● **Region pointing data**:
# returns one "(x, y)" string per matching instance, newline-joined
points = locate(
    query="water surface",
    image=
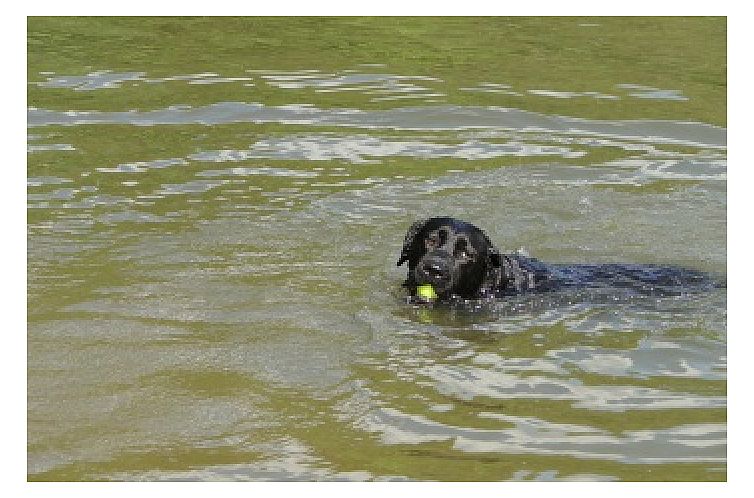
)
(211, 257)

● **What is being asked**:
Each entry is to be returned as it stands, and each picture is to be left out.

● **Reply to the task**:
# returns one "(x, y)" string per matching instance, newline-joined
points = locate(
    query="water surface",
    image=
)
(211, 257)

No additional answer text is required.